__Source text__:
- - - - -

Ambiguous entity disambiguation method

Description

BRIEF DESCRIPTION OF THE DRAWINGS

FIG. 1 is a method for disambiguating an entity.

FIG. 2 is a prior art method for providing an entity from an article.

FIG. 3 is an ambiguous entity disambiguation method.

FIG. 4 is an ambiguous entity disambiguation method for retrieving an abstract.

DETAILED DESCRIPTION OF THE PRESENTLY PREFERRED EMBODIMENTS

FIG. 1 shows a method for disambiguating an entity. An entity and a digital encyclopedia database are provide 10. A disambiguation database is created (12) and the entity type is determined (14) from the disambiguation database and the encyclopedia. Briefly, the disambiguation database is created from the encyclopedia (10) through a series of simple and quickly computable steps that include simple text searches of the encyclopedia, and performing simple calculations based on a number of links comprising each page in the encyclopedia. Further, the entity type is determined (14) along with a score indicating the likelihood the entity type is correct through a series of simple and quickly performed queries of the disambiguation database and computations involving direct links and indirect links between pages of the encyclopedia. Creating a disambiguation database is disclosed in co-pending U.S. patent application Ser. No. 11/463,061 filed Aug. 8, 2006 by Kenneth Alexander Ellis, and entitled “Method for creating a disambiguation database,” the entirety of which is hereby incorporated by reference.

- - - - -

__Stored rows__:
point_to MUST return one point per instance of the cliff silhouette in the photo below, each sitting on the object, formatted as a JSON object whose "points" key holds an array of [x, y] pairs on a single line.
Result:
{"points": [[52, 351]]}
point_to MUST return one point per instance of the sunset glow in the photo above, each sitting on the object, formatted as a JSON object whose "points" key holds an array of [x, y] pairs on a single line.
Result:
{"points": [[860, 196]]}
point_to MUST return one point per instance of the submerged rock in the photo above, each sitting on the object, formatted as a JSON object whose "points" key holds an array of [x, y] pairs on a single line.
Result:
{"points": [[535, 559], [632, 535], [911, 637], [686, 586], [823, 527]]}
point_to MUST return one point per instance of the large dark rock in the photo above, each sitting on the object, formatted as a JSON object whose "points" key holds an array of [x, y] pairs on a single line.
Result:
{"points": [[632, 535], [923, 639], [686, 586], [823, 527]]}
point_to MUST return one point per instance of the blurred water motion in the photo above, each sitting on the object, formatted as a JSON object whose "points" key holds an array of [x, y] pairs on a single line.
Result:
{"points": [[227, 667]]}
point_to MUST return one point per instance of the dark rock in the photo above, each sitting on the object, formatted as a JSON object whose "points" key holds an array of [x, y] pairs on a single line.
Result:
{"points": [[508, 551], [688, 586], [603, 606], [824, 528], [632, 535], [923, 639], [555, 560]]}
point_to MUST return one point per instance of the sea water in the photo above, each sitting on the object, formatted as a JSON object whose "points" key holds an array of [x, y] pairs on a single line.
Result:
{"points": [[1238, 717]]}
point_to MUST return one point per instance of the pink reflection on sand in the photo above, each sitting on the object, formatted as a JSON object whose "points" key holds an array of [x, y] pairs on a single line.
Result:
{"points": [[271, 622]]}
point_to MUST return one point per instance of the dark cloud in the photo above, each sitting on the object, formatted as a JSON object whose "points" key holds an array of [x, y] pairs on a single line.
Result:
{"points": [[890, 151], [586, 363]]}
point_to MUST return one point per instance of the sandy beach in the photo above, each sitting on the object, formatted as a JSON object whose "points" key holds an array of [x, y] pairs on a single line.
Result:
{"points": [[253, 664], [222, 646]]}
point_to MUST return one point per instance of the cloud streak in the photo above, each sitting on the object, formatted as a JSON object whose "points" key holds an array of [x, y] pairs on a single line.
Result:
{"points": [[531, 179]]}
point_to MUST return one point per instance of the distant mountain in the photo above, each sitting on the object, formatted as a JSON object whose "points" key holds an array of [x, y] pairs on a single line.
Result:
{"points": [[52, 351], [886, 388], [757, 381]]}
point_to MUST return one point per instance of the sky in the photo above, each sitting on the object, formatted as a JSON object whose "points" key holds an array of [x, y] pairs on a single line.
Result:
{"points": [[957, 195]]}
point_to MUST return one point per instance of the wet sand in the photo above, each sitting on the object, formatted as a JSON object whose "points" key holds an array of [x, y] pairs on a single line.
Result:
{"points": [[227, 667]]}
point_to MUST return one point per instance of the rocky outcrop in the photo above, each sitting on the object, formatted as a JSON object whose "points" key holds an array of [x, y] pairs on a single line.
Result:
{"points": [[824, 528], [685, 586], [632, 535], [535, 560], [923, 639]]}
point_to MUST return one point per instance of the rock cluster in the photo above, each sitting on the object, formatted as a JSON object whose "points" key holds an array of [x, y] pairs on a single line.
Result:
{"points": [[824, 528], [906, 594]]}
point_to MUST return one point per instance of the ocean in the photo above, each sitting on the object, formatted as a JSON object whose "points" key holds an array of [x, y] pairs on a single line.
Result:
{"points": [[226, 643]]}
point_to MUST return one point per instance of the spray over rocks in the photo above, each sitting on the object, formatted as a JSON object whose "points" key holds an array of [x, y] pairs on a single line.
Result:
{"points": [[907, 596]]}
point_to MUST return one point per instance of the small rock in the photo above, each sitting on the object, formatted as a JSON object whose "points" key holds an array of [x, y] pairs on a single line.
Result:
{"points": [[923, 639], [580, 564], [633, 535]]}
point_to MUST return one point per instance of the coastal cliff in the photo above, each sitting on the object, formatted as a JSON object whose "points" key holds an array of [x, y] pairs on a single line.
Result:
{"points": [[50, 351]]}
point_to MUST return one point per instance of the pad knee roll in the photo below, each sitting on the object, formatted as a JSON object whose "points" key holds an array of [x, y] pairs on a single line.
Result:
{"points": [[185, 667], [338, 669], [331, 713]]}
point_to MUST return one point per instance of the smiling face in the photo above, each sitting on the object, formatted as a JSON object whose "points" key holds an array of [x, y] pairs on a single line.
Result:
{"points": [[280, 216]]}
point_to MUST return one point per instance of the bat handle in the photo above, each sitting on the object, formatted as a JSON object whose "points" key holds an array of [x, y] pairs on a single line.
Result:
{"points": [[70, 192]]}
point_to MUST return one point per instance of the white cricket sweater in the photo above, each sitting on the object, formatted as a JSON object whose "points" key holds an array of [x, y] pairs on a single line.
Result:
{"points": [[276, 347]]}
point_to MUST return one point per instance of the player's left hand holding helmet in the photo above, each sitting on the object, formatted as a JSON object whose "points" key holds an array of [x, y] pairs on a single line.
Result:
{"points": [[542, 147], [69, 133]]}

- - - - -

__Required actions__:
a - Answer these questions about the passage on entity disambiguation:
(i) What does FIG. 3 show?
(ii) From what source is the disambiguation database created?
(iii) On what date was the co-pending application for creating a disambiguation database filed?
b - Can you write out the records from the line containing "point_to MUST return one point per instance of the pad" through the end of the records, inclusive, as a numbered list with blank lines dropped?

__Outputs in order__:
a -
(i) An ambiguous entity disambiguation method.
(ii) From the digital encyclopedia.
(iii) Aug. 8, 2006.

b -
1. point_to MUST return one point per instance of the pad knee roll in the photo below, each sitting on the object, formatted as a JSON object whose "points" key holds an array of [x, y] pairs on a single line.
2. Result:
3. {"points": [[185, 667], [338, 669], [331, 713]]}
4. point_to MUST return one point per instance of the smiling face in the photo above, each sitting on the object, formatted as a JSON object whose "points" key holds an array of [x, y] pairs on a single line.
5. Result:
6. {"points": [[280, 216]]}
7. point_to MUST return one point per instance of the bat handle in the photo above, each sitting on the object, formatted as a JSON object whose "points" key holds an array of [x, y] pairs on a single line.
8. Result:
9. {"points": [[70, 192]]}
10. point_to MUST return one point per instance of the white cricket sweater in the photo above, each sitting on the object, formatted as a JSON object whose "points" key holds an array of [x, y] pairs on a single line.
11. Result:
12. {"points": [[276, 347]]}
13. point_to MUST return one point per instance of the player's left hand holding helmet in the photo above, each sitting on the object, formatted as a JSON object whose "points" key holds an array of [x, y] pairs on a single line.
14. Result:
15. {"points": [[542, 147], [69, 133]]}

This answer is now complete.